→ Given task 1
Retype the post about running the Bellman-Ford algorithm on a finite state machine from "I wanted to" to "set of nodes.".

◆ ◆ ◆

I wanted to ask whether it is even possible to implement the Bellman-Ford algorithm on a finite state machine.

How can you determine whether a machine will have a finite number of states or not?

Edit: The Bellman-Ford algorithm finds the shortest path between 2 nodes in a set of nodes.

  • \$\begingroup\$ Is this not graph-searching? \$\endgroup\$ – analogsystemsrf May 7 at 12:49
  • \$\begingroup\$ It is graph searching, are those algorithms difficult to implement on FSM? \$\endgroup\$ – user221368 May 7 at 12:52
  • \$\begingroup\$ stackoverflow.com/questions/37460501/… \$\endgroup\$ – user221368 May 7 at 12:54
  • \$\begingroup\$ I read something here about A* algorithm on FSM, its very similar to bellman ford. I couldnt understand what the commenter wrote about Open and closed sets not bounded in size by a constant \$\endgroup\$ – user221368 May 7 at 12:55
  • \$\begingroup\$ I can imagine a push-down stack is required, which gives a strictly ordered access to the nodes. But even more flexible (random?) access, to nodes and an accumulated-distance of each trail-path, may be needed. There is a hierarchy of "compute machines", and those with just a stack-memory are LOW in the hierarchy.I think Fano wrote a book on compute-machines, under some title. \$\endgroup\$ – analogsystemsrf May 7 at 12:58

Snarky half-answer: Of course you can implement this in a FSM. Imagine an ordinary x86_64 processor sitting in a desktop computer. If I call each of the 2^32 bytes in memory part of my "state", wouldn't you agree that my desktop computer is a FSM?

◆ ◆ ◆

→ Given task 2
Rewrite the rows from the line with "the child's sneaker" through the last row, keeping every line and adding -150 to each coordinate in the answers. Give only those lines.

(Excerpts of location labeling data)
◆ ◆ ◆

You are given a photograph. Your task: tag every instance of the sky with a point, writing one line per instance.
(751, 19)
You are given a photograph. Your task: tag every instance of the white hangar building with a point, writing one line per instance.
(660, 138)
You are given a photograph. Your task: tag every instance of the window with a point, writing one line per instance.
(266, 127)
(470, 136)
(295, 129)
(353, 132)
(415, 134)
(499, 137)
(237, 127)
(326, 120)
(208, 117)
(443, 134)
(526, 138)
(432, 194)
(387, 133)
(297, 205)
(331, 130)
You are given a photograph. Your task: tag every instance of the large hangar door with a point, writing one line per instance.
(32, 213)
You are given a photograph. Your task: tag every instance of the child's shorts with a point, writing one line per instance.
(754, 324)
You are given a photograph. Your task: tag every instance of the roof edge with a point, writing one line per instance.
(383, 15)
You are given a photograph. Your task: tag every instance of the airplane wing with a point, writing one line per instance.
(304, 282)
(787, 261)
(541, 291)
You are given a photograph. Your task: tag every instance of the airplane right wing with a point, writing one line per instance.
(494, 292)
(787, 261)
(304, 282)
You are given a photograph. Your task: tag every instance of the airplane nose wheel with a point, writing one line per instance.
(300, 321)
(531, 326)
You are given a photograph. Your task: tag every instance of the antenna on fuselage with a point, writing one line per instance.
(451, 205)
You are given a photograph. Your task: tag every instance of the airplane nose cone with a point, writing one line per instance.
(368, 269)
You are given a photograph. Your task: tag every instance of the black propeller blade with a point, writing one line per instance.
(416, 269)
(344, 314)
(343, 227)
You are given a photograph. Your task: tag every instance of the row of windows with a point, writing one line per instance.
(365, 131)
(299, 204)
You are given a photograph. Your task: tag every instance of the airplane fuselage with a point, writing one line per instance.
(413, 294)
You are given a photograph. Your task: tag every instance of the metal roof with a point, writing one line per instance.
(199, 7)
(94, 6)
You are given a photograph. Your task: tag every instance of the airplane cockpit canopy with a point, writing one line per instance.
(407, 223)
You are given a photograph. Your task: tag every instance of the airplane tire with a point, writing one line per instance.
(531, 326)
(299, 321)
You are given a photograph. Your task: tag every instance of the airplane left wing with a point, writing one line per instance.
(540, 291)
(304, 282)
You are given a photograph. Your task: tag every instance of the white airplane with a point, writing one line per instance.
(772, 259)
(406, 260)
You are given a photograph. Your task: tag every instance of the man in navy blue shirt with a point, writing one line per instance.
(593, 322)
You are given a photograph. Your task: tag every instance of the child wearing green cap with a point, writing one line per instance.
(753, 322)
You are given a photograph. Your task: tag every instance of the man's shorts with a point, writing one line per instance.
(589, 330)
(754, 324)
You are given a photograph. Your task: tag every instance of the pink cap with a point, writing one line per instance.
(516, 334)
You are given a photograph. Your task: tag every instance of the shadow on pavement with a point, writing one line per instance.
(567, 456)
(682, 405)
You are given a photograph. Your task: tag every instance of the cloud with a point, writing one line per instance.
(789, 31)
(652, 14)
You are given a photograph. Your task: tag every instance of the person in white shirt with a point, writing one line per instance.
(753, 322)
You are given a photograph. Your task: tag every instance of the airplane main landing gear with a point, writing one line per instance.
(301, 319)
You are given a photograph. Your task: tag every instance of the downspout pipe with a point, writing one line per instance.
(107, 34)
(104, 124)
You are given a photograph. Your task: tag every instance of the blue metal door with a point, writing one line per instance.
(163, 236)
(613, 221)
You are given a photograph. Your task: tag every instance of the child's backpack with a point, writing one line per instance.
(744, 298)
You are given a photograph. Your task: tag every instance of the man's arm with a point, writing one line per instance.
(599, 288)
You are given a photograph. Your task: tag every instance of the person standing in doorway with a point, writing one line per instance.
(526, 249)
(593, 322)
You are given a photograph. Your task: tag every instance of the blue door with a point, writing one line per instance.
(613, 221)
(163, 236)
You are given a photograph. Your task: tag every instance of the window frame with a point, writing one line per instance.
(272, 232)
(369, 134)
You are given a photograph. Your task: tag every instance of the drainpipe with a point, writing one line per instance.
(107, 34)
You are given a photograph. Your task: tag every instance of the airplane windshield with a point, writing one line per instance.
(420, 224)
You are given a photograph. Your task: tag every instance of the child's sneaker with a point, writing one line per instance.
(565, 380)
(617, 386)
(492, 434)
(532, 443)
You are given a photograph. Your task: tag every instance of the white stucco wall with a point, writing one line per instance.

◆ ◆ ◆

→ Exercise result 1
I wanted to ask whether it is even possible to implement the Bellman-Ford algorithm on a finite state machine.

How can you determine whether a machine will have a finite number of states or not?

Edit: The Bellman-Ford algorithm finds the shortest path between 2 nodes in a set of nodes.

→ Exercise result 2
You are given a photograph. Your task: tag every instance of the child's sneaker with a point, writing one line per instance.
(415, 230)
(467, 236)
(342, 284)
(382, 293)
You are given a photograph. Your task: tag every instance of the white stucco wall with a point, writing one line per instance.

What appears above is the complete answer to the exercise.